Supplied passage
Let's face it! Numerous advances in health technology cannot change one fact. Sooner or later we will die. We read about Mr. Rich-And-Famous being admitted to Best Hospital and then succumbing to a life-ending illness - The Great Equalizer. All the resources at our disposal will not change that fact. At first blush this premise may sound too fatalistic; especially coming from a doctor. On the contrary, life and death situations we face allow us to be more pragmatic. Let me tell you about a lesion I learned as a young doc.
Mr. Jones was in his 90's, living at home independently, driving and managing his own business affairs. Most of his contemporaries take more than ten medications. Mr. Jones took one multivitamin a day. His weight and blood pressure were normal. And except for occasional arthritis pain, he was rarely ill. "I know when it's gonna rain", he proudly proclaimed. I asked him about exercise. He answered, I work on my lawn every day. and when I finish mine, I start on my neighbor's." I marveled at every statement he made. One day he told me what he wants out of life. The words stuck with me. "I want to die healthy."

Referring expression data
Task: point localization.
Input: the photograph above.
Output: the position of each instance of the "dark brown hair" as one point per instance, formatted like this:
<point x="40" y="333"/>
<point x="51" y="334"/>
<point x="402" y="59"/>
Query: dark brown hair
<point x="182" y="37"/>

What you need to do
a – In the doctor's essay on death, why does the writer say the premise that we will all die is not too fatalistic? Answer in one to three sentences.
b – Continue the doctor's essay on death from the last sentence shown.
The material plays no role in what is asked here.

Answers by item number
a – The writer grants that the premise may sound fatalistic, especially from a doctor. On the contrary, the life and death situations we face allow us to be more pragmatic.

b –
This contradiction in terms made more sense as I grew older and wiser. One day I received a call from the police to tell me his housekeeper found him in his bed. He died in his sleep. His story exemplifies the concept of living a healthy lifestyle and being passionate about the things you care about. Mr. Jones lived his life to its greatest potential. He did not smoke. He ate his vegetables every day. And except for an occasional glass of wine, he did not drink in excess. Never afraid of physical labor, he was proud of his muscle strength. Best of all, his attitude was always positive. These are characteristics I see in many patients that live long healthy lives.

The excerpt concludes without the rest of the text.